EXCERPTED TEXT:
_ _ _ _ _ _ _

File metadata and controls

650 lines (490 loc) · 26.6 KB

Extract — LLM Agent Documentation

Local-first experiment tracking for deep learning. Two components: a Python SDK for logging and a Rust TUI for visualization.

Storage: single .extract/ directory with SQLite (WAL mode) + file artifacts. No server.


Python SDK API

Store

from extract import Store

store = Store()  # reads from .extract/ in current directory

Store(root=".extract")

  • root: str | Path — path to .extract/ directory. Created if absent. Default: ".extract".
  • Hierarchy is read from config.toml ([store] hierarchy = "...").

store.experiment(spec: dict[str, str]) -> Experiment

  • Keys must be hierarchy levels in order from root. Creates intermediate nodes. Values cannot skip levels.
    store.experiment({"benchmark": "imagenet", "model": "resnet50", "variant": "v1"})
    store.experiment({"benchmark": "imagenet"})  # partial — stops at benchmark level

store.list_experiments(prefix="") -> list[Experiment]

  • Returns all experiments, optionally filtered by path prefix.

store.todo(content: str, priority: int = 0) -> None

  • Creates a global-scoped TODO. Priority: 0=low, 1=mid, 2=high.

store.list_todos(scope_type="global", scope_id=None) -> list[dict]

  • Returns TODOs filtered by scope. Ordered by priority DESC, then created_at.

store.close() -> None

  • Closes the database connection.

Experiment

Returned by store.experiment(). Properties: id: str, path: str, name: str.

experiment.run(config=None, name=None, total_steps=None) -> Run

  • config: dict | None — JSON-serializable config dict. Stored as JSON string.
  • name: str | None — human-readable run name.
  • total_steps: int | None — declares the training-loop length so the TUI's curve chart can pin its x-axis at [0, total_steps - 1] from the moment the chart appears (curve fills left-to-right rather than rescaling). Optional; when unset, the chart auto-fits to the largest observed step.

_ _ _ _ _ _ _

EXTRACTED INFORMATION:

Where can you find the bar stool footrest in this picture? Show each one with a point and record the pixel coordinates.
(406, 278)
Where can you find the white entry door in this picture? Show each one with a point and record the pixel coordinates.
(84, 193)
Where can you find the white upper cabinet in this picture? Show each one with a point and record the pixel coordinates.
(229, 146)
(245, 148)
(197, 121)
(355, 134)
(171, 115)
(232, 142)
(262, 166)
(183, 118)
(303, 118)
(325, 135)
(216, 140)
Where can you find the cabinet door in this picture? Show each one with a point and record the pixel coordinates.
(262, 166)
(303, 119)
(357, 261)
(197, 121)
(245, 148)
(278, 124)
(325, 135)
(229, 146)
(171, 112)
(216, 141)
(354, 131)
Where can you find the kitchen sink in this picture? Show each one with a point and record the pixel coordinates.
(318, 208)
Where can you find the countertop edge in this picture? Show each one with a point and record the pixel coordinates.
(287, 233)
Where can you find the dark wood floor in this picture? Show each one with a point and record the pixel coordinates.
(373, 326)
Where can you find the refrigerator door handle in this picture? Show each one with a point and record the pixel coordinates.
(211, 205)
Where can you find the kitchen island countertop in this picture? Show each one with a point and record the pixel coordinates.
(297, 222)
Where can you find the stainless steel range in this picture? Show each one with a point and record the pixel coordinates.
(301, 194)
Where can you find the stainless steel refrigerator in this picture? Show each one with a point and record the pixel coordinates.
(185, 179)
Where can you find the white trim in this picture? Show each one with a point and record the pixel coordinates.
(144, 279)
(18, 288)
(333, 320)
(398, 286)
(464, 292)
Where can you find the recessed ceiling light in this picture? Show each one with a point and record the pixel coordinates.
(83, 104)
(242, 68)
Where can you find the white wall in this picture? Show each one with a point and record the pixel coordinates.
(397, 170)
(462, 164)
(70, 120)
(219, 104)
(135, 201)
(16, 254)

_ _ _ _ _ _ _

ASSIGNMENT: Based on the Extract documentation, decide whether each statement agrees with the text, answering yes or no and quoting the words that decide it. 1. If the .extract/ directory given as root does not exist, it gets created. 2. store.list_todos sorts TODOs by creation time first and by priority second. 3. If total_steps is left unset, the curve chart still pins its x-axis at a fixed range.

TASK RESULT:
1. Yes: "Created if absent."
2. No: "Ordered by priority DESC, then created_at."
3. No: "when unset, the chart auto-fits to the largest observed step."